**TASK INSTRUCTIONS:**
Rewrite all of the material below, swapping "drop one marker" for "place one point" everywhere and leaving everything else the same.
<<<<
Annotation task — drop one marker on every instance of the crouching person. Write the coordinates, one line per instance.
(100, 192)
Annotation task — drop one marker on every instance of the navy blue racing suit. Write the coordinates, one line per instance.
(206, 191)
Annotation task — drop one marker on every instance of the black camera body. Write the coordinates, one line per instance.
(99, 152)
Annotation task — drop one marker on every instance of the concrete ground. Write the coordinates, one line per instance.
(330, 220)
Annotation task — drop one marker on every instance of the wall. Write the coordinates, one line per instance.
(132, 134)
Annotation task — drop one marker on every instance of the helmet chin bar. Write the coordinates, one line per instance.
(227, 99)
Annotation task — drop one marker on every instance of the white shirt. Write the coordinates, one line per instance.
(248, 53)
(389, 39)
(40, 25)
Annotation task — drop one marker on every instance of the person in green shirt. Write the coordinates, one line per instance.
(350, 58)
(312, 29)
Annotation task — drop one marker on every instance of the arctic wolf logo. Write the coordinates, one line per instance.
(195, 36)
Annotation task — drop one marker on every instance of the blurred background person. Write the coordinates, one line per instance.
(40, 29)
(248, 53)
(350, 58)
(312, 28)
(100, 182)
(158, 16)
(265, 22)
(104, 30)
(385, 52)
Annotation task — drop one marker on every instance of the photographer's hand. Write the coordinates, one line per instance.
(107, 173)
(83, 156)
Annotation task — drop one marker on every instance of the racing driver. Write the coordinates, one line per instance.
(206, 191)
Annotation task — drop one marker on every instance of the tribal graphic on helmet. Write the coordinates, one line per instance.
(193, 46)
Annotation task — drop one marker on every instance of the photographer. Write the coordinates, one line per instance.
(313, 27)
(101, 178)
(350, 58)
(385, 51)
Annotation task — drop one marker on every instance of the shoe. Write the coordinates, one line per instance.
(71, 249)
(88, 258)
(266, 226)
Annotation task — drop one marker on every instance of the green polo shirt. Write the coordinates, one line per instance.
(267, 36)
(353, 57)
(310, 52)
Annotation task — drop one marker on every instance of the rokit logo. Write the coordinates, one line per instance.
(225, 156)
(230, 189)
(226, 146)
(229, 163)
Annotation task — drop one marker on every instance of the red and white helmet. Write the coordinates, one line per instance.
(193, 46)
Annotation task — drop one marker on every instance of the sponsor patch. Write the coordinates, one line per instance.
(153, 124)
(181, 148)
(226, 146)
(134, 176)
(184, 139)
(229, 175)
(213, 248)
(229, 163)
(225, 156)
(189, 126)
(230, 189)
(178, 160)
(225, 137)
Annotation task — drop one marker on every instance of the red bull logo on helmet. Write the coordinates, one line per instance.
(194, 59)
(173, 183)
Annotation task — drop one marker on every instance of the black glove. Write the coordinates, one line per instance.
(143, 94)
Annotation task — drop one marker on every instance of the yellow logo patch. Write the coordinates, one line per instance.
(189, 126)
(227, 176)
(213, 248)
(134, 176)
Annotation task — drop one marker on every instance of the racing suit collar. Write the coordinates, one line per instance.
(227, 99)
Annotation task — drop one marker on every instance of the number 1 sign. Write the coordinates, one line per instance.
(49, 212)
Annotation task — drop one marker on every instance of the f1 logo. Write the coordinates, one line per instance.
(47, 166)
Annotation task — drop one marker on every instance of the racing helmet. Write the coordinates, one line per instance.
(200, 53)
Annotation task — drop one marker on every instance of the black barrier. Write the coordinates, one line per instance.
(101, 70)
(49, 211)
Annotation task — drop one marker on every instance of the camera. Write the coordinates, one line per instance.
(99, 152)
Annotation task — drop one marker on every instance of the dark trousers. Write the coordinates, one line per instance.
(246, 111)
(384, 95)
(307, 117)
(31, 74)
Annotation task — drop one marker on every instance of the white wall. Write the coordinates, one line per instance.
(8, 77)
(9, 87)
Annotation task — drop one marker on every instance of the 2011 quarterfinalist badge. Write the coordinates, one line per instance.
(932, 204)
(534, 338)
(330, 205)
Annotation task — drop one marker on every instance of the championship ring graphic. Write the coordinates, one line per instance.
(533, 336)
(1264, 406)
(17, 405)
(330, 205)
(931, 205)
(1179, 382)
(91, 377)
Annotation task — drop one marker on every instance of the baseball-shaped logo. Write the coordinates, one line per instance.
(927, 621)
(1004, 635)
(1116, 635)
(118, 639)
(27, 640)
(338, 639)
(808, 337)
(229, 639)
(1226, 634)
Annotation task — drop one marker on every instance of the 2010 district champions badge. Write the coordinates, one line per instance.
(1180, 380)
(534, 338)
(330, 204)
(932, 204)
>>>>
**THE COMPLETED TASK:**
Annotation task — place one point on every instance of the crouching person. Write the coordinates, one line per instance.
(100, 192)
Annotation task — place one point on every instance of the navy blue racing suit. Write the coordinates, one line per instance.
(206, 191)
Annotation task — place one point on every instance of the black camera body. Write the coordinates, one line per instance.
(99, 152)
Annotation task — place one point on every instance of the concrete ground. Write the coordinates, one line per instance.
(330, 220)
Annotation task — place one point on every instance of the wall. Write the coordinates, one line per instance.
(132, 134)
Annotation task — place one point on every instance of the helmet chin bar. Write the coordinates, one line per instance.
(227, 99)
Annotation task — place one point on every instance of the white shirt. Write the coordinates, one line per instance.
(248, 53)
(389, 39)
(40, 25)
Annotation task — place one point on every instance of the person in green shirt. Write the coordinates, one line per instance.
(350, 58)
(312, 29)
Annotation task — place one point on every instance of the arctic wolf logo. Write the coordinates, one line per instance.
(195, 36)
Annotation task — place one point on every instance of the blurred background person. Write the coordinates, one line per instance.
(40, 29)
(248, 53)
(350, 58)
(312, 28)
(100, 182)
(158, 16)
(265, 22)
(104, 30)
(385, 52)
Annotation task — place one point on every instance of the photographer's hand. Write the coordinates, one line per instance.
(107, 173)
(83, 156)
Annotation task — place one point on every instance of the racing driver. Write the coordinates, one line per instance.
(206, 191)
Annotation task — place one point on every instance of the tribal graphic on helmet. Write the coordinates, one line per instance.
(193, 46)
Annotation task — place one point on every instance of the photographer. Write the coordinates, one line per instance.
(313, 27)
(101, 178)
(350, 58)
(385, 51)
Annotation task — place one point on every instance of the shoe. Write the coordinates, one line per instance.
(71, 249)
(88, 258)
(266, 226)
Annotation task — place one point on every instance of the green polo shirt. Write the coordinates, one line per instance.
(267, 36)
(353, 57)
(310, 52)
Annotation task — place one point on every instance of the rokit logo. Write the coordinates, one line per instance.
(225, 156)
(230, 189)
(226, 146)
(229, 163)
Annotation task — place one point on every instance of the red and white helmet. Write the coordinates, one line per instance.
(193, 46)
Annotation task — place one point on every instance of the sponsor patch. Write the coordinates, one line per instance.
(153, 124)
(181, 148)
(226, 146)
(134, 176)
(184, 139)
(229, 175)
(213, 248)
(229, 163)
(225, 156)
(189, 126)
(230, 189)
(178, 160)
(225, 137)
Annotation task — place one point on every instance of the red bull logo on helmet. Write the coordinates, one line per instance.
(194, 59)
(173, 183)
Annotation task — place one point on every instance of the black glove. Write the coordinates, one line per instance.
(143, 94)
Annotation task — place one point on every instance of the yellow logo patch. Write the coordinates, one line per instance.
(189, 126)
(227, 176)
(213, 248)
(134, 176)
Annotation task — place one point on every instance of the racing suit collar. Write the coordinates, one line per instance.
(227, 99)
Annotation task — place one point on every instance of the number 1 sign. Write the coordinates, one line per instance.
(49, 212)
Annotation task — place one point on every instance of the f1 logo. Write the coordinates, one line per instance.
(47, 166)
Annotation task — place one point on every instance of the racing helmet. Write the coordinates, one line per instance.
(200, 53)
Annotation task — place one point on every instance of the black barrier. Write the coordinates, one line per instance.
(101, 70)
(49, 211)
Annotation task — place one point on every instance of the camera. Write the coordinates, one line per instance.
(99, 152)
Annotation task — place one point on every instance of the dark trousers. Write the coordinates, one line per instance.
(246, 111)
(384, 95)
(307, 117)
(31, 74)
Annotation task — place one point on every instance of the white wall. Write the coordinates, one line per instance.
(8, 77)
(9, 87)
Annotation task — place one point on every instance of the 2011 quarterfinalist badge. Write the coordinates, one line per instance.
(932, 204)
(534, 338)
(330, 205)
Annotation task — place one point on every instance of the championship ring graphic. Write the coordinates, one line per instance.
(533, 336)
(1264, 406)
(17, 405)
(330, 205)
(931, 205)
(1179, 382)
(91, 377)
Annotation task — place one point on every instance of the baseball-shaped logo. Write the coordinates, one line per instance.
(927, 621)
(1004, 635)
(1116, 635)
(118, 639)
(27, 640)
(338, 639)
(808, 337)
(229, 639)
(1226, 634)
Annotation task — place one point on every instance of the 2010 district champions badge. Write the coordinates, one line per instance.
(1180, 380)
(534, 338)
(330, 204)
(932, 204)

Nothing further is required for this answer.